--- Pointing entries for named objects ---
* BEGIN *

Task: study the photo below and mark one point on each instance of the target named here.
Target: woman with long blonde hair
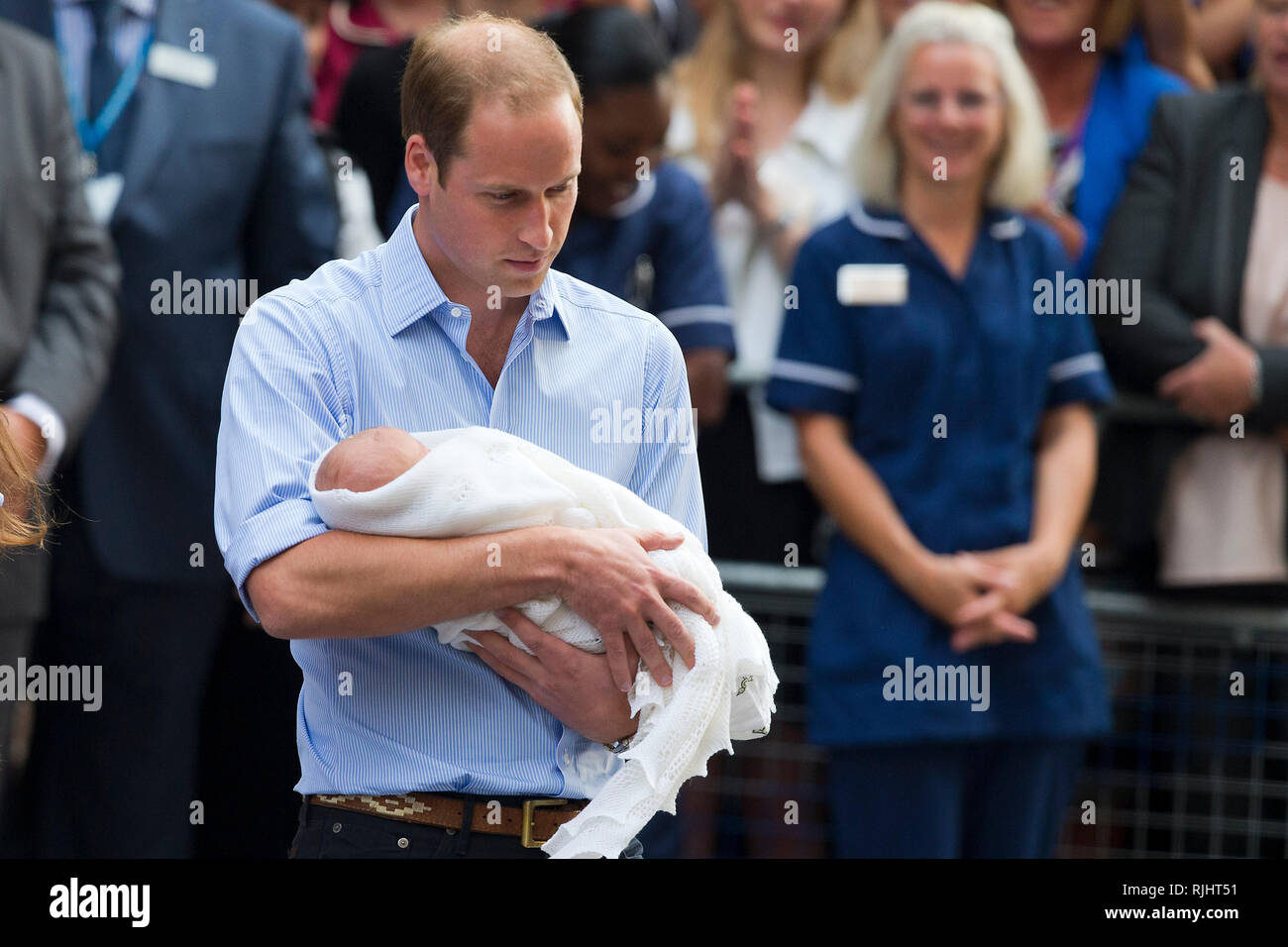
(22, 521)
(765, 110)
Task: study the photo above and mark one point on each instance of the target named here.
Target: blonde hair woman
(21, 518)
(765, 110)
(1099, 93)
(945, 424)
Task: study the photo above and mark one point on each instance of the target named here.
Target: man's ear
(420, 165)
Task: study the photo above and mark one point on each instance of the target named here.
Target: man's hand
(970, 595)
(30, 445)
(572, 684)
(1218, 382)
(614, 586)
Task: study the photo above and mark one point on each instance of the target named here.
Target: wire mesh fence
(1197, 763)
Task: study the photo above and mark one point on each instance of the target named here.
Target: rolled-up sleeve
(688, 291)
(814, 369)
(666, 474)
(283, 405)
(1077, 369)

* END *

--- Aim ---
Rewrite every line from the start of the rows through the line containing "(1197, 763)", both included, keeping the request lines and multiplying each point coordinate in the answers by 1.25, rounded to whole numbers with halves going up. Leave the pictures out.

--- Result ---
Task: study the photo below and mark one point on each instance of the target named here.
Target: woman with long blonde hair
(28, 651)
(956, 138)
Task: study the photo above and mark one point on each instance of the target named here.
Target: blonde hair woman
(26, 648)
(956, 138)
(1374, 116)
(1181, 530)
Task: study the photo above and mark one point on each instance of the target named here.
Target: man's ear
(525, 206)
Task: study the photo above and mark one point on each instance of the target named here.
Target: man's hand
(1213, 744)
(38, 556)
(715, 855)
(1523, 478)
(768, 733)
Task: study the photo above and mark one point on each instance of the target named here.
Target: wire mesh fence
(1496, 954)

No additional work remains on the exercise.